- _WORK INSTRUCTIONS_
(A) Answer these questions using the article on the Prospect Park traffic signal:
(i) At which intersection is the signal located?
(ii) For how many seconds does the green light for cyclists shine while the red arrow shines for cars?
(iii) On June 5, how many motorists did The Brooklyn Paper see running their red light there?
(B) Render this sentence from the article on the Prospect Park traffic signal in Spanish: "The Brooklyn Paper visited the intersection on June 5, and indeed spotted no less than four motorists running their red light there shortly after 10 am."
-- BEGIN PASSAGE PROVIDED --
A six-light traffic signal outside Prospect Park that shines separate “go” lights for bicycles and cars is too confusing for drivers, who routinely run their red light and put cyclists in harm’s way, according to a Park Sloper who lives nearby.

“When the light turns green for bikes to go, the cars see green and they start,” said Jane Brody, who lives near the signal at the intersection of Third Street and Prospect Park West. “That can make it hazardous for both bikes and pedestrians.”

The traffic signal features green, yellow, and red lights for cyclists in the form of a silhouetted bike — infrastructure known as a “bicycle-signal head” — hanging next to three lights in the form of one red and two yellow arrows for cars turning right from Third Street onto the one-way Prospect Park West.

And the green light for cyclists — who can either turn onto Prospect Park West or pedal across it into the park itself — shines for eight seconds while the red arrow shines for cars, leading less-aware drivers to illegally blow through their light and turn while bike riders have the right-of-way, Brody complained to Department of Transportation officials at a town hall last month.

The Brooklyn Paper visited the intersection on June 5, and indeed spotted no less than four motorists running their red light there shortly after 10 am.

This newspaper’s investigation also found that drivers are further befuddled when their signal’s solid red arrow changes to a flashing yellow one — instructing them to yield — while the cyclists’ light is green and yellow, as evidenced by one driver who stopped his white hatchback in the middle of the intersection for about 16 seconds as the yellow arrow flashed.
-- END PASSAGE PROVIDED --
-- BEGIN LISTING --
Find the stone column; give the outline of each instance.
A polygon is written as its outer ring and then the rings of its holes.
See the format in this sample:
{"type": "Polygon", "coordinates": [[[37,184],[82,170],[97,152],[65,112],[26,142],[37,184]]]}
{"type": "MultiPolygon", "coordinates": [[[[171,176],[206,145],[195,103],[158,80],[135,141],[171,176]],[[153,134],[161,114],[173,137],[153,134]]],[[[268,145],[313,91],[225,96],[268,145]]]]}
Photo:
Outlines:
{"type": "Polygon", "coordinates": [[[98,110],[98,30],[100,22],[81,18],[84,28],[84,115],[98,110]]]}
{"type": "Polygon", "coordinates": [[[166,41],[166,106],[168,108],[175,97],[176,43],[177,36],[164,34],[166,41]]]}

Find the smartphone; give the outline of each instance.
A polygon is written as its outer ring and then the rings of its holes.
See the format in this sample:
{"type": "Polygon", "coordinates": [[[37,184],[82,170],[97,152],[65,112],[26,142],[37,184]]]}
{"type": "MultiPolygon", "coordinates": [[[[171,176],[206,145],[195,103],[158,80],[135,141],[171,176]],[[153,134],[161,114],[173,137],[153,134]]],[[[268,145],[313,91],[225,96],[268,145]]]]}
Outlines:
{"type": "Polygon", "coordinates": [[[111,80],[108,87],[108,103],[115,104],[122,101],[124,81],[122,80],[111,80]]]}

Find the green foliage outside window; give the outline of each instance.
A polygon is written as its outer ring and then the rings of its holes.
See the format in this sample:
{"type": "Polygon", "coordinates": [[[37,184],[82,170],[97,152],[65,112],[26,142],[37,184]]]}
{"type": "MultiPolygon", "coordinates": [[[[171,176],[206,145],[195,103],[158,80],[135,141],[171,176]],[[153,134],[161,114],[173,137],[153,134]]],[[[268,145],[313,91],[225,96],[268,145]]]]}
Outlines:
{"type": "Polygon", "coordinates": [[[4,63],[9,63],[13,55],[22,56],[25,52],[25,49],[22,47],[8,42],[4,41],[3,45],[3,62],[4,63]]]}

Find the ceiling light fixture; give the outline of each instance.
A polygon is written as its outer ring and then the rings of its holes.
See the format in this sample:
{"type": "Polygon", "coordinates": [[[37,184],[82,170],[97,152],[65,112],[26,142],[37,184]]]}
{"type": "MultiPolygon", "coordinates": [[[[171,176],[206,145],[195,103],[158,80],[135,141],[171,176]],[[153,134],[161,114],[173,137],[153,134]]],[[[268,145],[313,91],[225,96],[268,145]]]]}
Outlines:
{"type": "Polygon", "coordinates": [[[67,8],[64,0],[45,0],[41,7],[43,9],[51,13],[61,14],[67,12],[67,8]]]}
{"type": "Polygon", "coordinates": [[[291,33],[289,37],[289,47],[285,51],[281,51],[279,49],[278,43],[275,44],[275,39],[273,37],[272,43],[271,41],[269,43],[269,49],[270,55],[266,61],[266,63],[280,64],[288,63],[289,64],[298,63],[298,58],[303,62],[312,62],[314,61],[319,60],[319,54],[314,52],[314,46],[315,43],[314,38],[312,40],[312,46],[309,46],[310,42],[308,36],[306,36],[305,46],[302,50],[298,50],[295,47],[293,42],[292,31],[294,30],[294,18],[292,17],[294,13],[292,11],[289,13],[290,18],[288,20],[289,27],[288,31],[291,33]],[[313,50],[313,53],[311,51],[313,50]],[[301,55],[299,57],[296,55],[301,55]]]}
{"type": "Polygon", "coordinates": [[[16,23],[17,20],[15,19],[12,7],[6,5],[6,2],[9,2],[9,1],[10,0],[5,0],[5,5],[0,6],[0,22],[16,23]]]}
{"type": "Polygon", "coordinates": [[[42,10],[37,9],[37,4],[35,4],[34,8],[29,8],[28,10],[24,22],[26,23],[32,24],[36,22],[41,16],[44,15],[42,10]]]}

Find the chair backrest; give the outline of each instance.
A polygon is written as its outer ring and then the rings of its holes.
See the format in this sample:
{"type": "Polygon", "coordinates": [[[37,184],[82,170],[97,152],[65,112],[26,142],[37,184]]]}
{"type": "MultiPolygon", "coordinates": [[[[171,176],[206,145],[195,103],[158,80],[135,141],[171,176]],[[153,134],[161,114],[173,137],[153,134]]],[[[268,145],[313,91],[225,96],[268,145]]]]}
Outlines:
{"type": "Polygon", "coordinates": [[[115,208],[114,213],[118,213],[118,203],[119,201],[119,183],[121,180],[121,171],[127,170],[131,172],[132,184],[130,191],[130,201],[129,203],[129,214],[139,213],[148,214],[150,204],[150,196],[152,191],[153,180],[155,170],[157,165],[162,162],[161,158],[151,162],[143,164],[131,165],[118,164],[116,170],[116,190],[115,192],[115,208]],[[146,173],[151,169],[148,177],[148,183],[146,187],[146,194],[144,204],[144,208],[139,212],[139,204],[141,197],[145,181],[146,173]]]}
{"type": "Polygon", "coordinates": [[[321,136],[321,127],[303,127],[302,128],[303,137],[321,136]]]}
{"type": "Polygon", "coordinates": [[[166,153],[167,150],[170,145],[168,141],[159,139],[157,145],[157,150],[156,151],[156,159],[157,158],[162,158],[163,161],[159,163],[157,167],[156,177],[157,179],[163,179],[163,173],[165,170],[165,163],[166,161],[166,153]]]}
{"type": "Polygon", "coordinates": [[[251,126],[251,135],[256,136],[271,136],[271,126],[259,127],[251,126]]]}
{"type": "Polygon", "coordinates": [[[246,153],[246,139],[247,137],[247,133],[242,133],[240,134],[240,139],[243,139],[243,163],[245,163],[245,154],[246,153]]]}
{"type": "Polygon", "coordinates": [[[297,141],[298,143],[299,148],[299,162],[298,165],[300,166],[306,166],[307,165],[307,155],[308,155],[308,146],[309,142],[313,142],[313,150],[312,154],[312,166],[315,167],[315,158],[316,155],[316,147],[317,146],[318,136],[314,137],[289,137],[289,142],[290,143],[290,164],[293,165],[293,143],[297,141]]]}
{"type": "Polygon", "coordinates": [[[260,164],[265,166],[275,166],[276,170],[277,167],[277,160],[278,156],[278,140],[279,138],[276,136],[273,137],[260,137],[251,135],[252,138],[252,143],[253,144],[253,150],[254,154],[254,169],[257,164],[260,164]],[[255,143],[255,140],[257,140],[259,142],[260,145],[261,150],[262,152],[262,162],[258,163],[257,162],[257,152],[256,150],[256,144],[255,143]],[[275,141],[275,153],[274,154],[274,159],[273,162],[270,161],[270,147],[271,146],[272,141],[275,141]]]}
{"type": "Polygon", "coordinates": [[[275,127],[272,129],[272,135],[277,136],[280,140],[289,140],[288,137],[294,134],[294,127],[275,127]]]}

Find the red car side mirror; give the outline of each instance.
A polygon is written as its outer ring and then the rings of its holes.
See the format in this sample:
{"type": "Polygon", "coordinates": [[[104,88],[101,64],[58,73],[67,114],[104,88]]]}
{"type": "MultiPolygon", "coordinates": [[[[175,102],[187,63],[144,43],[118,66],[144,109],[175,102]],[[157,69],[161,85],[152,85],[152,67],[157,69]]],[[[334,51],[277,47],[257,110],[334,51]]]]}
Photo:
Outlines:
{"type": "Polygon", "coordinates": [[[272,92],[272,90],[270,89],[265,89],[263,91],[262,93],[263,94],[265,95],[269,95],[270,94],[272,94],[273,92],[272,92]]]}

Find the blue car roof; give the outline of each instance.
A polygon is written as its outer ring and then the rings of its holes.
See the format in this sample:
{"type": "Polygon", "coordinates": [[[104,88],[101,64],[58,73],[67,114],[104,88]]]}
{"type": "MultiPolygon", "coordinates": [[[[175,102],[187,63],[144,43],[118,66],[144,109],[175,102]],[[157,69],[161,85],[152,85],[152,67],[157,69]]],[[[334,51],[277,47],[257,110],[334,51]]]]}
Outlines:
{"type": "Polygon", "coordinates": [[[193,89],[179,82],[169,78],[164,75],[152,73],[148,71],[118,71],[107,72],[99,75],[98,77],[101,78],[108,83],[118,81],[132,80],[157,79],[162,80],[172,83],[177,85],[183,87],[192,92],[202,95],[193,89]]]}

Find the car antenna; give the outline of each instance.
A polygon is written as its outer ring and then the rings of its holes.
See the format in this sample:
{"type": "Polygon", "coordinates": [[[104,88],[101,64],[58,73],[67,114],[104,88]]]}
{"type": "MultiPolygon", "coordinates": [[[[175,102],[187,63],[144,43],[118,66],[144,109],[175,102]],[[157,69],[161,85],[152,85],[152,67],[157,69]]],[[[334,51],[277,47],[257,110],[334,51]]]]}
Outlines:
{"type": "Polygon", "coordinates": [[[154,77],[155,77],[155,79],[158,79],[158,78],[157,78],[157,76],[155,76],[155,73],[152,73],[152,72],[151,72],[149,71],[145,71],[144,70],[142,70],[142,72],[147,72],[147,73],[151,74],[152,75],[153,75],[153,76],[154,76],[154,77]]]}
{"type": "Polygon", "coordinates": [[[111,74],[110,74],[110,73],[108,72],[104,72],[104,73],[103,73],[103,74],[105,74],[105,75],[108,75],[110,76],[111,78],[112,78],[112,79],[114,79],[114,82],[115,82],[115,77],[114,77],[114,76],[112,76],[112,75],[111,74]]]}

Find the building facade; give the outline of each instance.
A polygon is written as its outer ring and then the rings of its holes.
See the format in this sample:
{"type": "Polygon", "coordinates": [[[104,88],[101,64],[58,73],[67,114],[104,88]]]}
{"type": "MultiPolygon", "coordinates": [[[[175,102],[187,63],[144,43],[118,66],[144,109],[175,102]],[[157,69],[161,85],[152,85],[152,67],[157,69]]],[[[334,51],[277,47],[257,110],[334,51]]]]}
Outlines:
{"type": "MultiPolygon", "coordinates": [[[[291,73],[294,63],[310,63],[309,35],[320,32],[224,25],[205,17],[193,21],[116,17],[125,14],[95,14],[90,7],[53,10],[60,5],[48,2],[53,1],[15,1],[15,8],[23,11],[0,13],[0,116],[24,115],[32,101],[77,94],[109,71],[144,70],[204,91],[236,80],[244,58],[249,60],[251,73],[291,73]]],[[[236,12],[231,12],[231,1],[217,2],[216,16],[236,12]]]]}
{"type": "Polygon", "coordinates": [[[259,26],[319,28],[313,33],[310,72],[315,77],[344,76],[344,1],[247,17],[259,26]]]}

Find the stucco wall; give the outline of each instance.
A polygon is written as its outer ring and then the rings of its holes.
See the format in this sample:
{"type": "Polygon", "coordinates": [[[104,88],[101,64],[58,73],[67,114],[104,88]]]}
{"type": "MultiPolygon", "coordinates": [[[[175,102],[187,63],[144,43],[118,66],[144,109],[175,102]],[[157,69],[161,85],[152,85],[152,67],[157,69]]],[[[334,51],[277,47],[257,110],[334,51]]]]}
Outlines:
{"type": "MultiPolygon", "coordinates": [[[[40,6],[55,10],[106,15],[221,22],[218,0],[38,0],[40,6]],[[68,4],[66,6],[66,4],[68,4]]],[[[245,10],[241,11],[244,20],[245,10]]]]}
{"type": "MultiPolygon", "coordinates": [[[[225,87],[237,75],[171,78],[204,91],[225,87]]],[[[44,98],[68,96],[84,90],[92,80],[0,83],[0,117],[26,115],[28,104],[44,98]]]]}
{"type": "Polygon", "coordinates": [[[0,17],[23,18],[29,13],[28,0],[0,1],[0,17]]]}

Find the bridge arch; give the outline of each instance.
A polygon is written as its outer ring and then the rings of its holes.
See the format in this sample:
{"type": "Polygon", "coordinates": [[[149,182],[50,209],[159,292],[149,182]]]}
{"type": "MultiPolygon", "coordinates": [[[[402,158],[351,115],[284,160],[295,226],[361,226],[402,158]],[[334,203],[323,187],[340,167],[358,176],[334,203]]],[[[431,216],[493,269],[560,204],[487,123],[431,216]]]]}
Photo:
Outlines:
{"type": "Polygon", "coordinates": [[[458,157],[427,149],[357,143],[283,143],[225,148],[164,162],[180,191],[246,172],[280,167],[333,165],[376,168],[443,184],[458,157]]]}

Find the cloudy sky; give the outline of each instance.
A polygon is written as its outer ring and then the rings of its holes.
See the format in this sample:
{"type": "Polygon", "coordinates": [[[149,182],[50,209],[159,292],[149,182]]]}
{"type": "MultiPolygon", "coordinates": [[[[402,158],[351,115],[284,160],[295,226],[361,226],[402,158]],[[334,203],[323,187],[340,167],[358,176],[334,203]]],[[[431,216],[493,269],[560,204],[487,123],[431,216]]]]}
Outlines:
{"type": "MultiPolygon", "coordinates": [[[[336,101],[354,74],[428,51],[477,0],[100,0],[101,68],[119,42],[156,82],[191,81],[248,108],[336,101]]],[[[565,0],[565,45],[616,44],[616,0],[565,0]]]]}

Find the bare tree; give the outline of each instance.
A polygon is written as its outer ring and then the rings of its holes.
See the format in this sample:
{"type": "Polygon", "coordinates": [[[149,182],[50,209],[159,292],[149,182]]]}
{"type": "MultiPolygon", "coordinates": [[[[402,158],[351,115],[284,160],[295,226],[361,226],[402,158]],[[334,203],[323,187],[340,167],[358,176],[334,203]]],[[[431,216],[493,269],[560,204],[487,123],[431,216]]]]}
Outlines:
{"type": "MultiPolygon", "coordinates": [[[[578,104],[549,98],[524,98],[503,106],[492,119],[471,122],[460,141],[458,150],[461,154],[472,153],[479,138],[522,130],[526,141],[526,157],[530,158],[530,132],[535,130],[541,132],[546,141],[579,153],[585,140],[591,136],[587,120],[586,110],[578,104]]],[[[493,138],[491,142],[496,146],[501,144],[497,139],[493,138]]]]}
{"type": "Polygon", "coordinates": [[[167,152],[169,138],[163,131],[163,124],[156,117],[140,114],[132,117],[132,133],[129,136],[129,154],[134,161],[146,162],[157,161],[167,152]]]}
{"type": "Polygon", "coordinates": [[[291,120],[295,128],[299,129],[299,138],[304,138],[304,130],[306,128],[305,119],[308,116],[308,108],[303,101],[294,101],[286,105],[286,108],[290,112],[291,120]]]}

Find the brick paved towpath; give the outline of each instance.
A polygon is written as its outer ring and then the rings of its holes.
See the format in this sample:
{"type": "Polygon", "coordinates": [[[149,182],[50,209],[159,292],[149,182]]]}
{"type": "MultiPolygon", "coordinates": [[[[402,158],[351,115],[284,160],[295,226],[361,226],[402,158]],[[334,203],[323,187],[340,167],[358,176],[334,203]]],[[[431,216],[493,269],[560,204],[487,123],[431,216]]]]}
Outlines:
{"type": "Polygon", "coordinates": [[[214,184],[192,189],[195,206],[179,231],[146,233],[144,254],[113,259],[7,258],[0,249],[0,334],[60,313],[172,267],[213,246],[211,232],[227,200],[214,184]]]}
-- END LISTING --
- _TASK-BY-TASK OUTPUTS_
(A)
(i) Third Street and Prospect Park West.
(ii) Eight seconds.
(iii) No fewer than four.

(B) The Brooklyn Paper visitó la intersección el 5 de junio y, en efecto, vio allí a no menos de cuatro conductores saltándose su luz roja poco después de las 10 de la mañana.